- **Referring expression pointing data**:
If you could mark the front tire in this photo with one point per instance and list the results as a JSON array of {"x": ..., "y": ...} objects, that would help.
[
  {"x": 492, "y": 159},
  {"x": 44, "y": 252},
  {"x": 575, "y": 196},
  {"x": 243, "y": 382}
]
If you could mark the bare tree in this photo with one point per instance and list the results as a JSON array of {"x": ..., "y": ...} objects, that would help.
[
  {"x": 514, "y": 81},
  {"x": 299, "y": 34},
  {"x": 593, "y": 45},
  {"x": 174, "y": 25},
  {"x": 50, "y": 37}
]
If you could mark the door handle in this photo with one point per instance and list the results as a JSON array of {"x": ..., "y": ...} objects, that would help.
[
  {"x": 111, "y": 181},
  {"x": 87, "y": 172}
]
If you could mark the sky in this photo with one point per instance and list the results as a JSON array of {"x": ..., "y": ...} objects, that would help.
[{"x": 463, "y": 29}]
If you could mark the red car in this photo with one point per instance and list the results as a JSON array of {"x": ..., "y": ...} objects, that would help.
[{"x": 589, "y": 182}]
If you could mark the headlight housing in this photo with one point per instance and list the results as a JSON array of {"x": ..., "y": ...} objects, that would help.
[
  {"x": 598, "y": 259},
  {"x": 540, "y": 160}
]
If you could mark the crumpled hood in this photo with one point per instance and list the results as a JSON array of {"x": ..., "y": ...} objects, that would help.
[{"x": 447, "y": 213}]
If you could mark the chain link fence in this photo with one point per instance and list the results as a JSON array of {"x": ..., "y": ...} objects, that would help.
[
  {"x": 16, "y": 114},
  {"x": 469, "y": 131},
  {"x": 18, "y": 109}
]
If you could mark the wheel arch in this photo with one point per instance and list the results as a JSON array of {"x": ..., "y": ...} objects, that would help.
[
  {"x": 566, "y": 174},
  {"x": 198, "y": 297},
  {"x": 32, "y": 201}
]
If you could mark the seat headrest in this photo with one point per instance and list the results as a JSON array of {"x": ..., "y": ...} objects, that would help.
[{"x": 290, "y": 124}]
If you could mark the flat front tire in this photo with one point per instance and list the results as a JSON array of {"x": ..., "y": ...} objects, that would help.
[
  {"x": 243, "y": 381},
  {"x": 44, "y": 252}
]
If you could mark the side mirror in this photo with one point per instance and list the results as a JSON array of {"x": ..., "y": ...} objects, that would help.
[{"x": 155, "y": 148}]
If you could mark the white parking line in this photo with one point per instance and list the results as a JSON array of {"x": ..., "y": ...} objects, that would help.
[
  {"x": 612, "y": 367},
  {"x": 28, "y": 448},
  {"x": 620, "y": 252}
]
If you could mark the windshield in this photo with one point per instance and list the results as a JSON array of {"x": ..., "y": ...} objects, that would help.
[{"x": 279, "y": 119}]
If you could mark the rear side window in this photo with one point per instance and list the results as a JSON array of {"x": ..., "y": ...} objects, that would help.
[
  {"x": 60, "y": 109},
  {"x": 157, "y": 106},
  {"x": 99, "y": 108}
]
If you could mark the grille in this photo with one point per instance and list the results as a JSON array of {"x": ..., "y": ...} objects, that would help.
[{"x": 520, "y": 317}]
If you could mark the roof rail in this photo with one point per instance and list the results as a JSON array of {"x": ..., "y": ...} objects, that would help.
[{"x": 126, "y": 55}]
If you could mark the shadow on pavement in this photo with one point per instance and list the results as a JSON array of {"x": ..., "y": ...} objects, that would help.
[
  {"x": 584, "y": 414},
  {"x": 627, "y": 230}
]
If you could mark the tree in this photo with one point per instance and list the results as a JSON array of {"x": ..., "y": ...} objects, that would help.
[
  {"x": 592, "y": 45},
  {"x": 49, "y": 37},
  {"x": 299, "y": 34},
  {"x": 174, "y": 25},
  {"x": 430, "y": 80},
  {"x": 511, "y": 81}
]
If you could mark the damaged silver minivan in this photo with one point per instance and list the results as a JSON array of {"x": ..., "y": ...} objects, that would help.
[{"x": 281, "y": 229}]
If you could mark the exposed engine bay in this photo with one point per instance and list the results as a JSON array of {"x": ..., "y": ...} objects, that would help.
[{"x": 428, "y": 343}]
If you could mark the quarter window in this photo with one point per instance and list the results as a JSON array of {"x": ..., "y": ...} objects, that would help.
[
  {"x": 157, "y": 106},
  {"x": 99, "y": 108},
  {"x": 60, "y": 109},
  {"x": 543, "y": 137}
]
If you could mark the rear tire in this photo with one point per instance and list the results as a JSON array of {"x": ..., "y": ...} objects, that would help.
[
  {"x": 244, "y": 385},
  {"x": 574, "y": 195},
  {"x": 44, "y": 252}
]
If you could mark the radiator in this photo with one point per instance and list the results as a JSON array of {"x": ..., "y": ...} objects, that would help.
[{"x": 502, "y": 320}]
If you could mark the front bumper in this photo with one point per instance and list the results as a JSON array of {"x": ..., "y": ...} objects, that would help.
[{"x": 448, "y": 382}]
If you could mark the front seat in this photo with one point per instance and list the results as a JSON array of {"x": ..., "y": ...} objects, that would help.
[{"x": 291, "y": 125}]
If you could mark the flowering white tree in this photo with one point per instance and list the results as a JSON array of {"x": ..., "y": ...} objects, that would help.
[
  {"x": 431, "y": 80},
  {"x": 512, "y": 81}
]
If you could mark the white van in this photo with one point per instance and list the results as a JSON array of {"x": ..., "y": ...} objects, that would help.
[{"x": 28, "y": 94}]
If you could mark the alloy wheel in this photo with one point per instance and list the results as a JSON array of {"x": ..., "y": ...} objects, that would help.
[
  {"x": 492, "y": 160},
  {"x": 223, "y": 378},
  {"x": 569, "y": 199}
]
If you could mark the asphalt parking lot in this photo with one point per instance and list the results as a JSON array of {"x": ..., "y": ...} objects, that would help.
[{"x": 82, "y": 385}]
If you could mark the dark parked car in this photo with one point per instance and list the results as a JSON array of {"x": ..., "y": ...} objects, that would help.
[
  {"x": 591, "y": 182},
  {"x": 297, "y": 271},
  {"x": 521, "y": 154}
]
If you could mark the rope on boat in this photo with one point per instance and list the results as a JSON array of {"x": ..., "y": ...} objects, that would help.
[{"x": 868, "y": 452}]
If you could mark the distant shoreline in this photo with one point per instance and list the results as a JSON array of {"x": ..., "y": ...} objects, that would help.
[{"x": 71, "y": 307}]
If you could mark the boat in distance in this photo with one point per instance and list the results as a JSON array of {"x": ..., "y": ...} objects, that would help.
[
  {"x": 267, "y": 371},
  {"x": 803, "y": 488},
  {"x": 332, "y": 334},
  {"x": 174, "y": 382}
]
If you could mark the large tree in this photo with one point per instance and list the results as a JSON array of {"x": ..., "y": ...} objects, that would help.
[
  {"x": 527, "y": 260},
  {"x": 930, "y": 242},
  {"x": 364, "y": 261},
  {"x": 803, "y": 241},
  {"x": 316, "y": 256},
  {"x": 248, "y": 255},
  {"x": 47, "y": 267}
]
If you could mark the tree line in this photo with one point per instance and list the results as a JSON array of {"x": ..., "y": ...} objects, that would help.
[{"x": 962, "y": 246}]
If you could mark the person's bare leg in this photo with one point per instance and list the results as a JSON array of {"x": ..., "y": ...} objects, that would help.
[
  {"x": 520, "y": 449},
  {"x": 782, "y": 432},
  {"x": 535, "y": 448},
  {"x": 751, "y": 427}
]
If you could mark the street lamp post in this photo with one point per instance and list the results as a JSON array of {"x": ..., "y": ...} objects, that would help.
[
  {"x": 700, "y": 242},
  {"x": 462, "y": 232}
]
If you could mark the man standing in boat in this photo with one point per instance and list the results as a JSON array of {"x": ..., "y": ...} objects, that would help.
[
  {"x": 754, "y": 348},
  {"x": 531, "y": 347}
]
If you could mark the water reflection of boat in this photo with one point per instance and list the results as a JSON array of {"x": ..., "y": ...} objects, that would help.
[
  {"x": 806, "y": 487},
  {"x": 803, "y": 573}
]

- **Your goal**:
From the line containing "If you could mark the man" to the last line of the records above, please write out every line exactly and add nothing.

- **Exercise solution**:
If you could mark the man standing in boat in this photo with one point per instance and list the results as a JSON array of {"x": ..., "y": ...} objects, that would help.
[
  {"x": 754, "y": 348},
  {"x": 531, "y": 347}
]
If you could mark the water reflection of boat in this photo with one point per instance and list the results as a JSON array of {"x": ..., "y": ...} objects, that would help.
[
  {"x": 806, "y": 487},
  {"x": 803, "y": 573}
]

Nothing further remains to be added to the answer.